-- Start --
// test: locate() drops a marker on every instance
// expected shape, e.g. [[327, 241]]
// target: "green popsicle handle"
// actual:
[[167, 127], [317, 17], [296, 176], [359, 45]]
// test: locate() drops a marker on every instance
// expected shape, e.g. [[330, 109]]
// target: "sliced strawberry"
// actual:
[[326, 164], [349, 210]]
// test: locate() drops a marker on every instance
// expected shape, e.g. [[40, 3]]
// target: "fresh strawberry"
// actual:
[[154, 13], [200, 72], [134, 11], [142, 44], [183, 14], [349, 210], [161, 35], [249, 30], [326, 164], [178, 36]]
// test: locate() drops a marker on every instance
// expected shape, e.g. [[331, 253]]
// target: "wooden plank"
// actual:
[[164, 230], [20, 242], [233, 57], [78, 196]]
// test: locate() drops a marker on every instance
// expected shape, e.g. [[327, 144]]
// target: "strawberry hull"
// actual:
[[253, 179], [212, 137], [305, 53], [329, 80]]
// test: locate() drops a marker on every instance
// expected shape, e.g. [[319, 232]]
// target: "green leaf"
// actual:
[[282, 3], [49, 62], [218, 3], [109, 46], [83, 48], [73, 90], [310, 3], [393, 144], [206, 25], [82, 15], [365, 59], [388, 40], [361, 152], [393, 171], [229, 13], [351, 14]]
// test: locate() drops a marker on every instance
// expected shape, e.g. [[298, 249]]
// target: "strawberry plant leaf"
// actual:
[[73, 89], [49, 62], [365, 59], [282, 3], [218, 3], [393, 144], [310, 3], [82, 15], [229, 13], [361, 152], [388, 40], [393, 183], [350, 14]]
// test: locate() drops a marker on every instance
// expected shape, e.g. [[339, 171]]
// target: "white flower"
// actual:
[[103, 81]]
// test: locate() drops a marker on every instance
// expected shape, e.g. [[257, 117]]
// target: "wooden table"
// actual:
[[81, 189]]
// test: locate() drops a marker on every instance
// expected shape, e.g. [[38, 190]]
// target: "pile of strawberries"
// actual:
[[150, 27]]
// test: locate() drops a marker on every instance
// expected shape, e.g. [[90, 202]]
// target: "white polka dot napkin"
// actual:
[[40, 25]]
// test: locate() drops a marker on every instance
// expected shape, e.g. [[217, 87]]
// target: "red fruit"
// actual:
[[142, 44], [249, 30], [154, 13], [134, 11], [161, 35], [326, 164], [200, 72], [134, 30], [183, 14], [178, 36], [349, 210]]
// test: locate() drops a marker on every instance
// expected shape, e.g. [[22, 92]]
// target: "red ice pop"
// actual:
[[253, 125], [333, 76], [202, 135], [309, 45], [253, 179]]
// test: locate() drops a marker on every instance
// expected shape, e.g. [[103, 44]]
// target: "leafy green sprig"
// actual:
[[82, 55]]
-- End --
> GIVEN REQUEST
Copy all the entries verbatim.

> THE RESPONSE
// test: locate() drops a marker on every instance
// expected shape, e.g. [[327, 241]]
// target: "green popsicle handle"
// actual:
[[167, 127], [317, 17], [296, 176], [359, 45]]
// test: locate() drops a marker on every instance
// expected shape, e.g. [[330, 109]]
// target: "sliced strawberry"
// actual:
[[326, 164], [349, 210]]
// test: locate() drops a marker on every instance
// expected shape, e.g. [[40, 3]]
// target: "fresh strawberry"
// actual:
[[154, 13], [200, 72], [134, 11], [142, 44], [183, 14], [349, 210], [161, 35], [249, 30], [326, 164], [178, 36]]
// test: locate() drops a marker on every instance
// expected shape, e.g. [[331, 253]]
// target: "wooden plank"
// actual:
[[164, 230], [20, 242], [233, 57], [78, 196]]
// test: locate() drops a marker on every instance
// expected shape, e.g. [[327, 144]]
// target: "strawberry hull"
// actual:
[[253, 179], [212, 137], [305, 53], [329, 80]]
// test: locate() drops a marker on every instance
// expected shape, e.g. [[319, 232]]
// target: "green leaf"
// actual:
[[282, 3], [49, 62], [218, 3], [109, 46], [83, 48], [73, 90], [310, 3], [393, 144], [206, 25], [82, 15], [365, 59], [388, 40], [361, 152], [393, 171], [229, 13], [351, 14]]
// test: locate() drops a marker on every instance
// expected shape, e.g. [[298, 249]]
// target: "strawberry plant leaf"
// actual:
[[73, 89], [49, 62], [365, 59], [282, 3], [218, 3], [393, 144], [310, 3], [82, 15], [229, 13], [361, 152], [388, 40], [393, 183], [350, 14]]
// test: locate() drops a marker on every instance
// expected shape, e.g. [[339, 171]]
// target: "white flower"
// actual:
[[103, 81]]
// test: locate() drops a marker on every instance
// expected shape, e.g. [[257, 117]]
// target: "wooden table"
// actual:
[[81, 189]]
// test: locate() drops a marker on every instance
// expected shape, e.g. [[38, 190]]
// target: "pile of strawberries"
// actual:
[[150, 27]]
// test: locate() drops a marker on every instance
// expected shape, e.g. [[90, 202]]
// target: "white polka dot napkin"
// actual:
[[40, 25]]
// test: locate() drops a marker on every instance
// expected shape, e.g. [[217, 87]]
// target: "red fruit"
// actual:
[[142, 44], [249, 30], [154, 13], [134, 11], [161, 35], [326, 164], [200, 72], [134, 30], [183, 14], [178, 36], [349, 210]]
// test: locate() drops a marker on every instance
// expected shape, e.g. [[22, 92]]
// target: "red ice pop"
// actual:
[[253, 125], [333, 76], [202, 135], [309, 45], [253, 179]]
// test: locate() drops a marker on every instance
// expected shape, e.g. [[103, 44]]
// target: "leafy green sprig"
// actual:
[[82, 55]]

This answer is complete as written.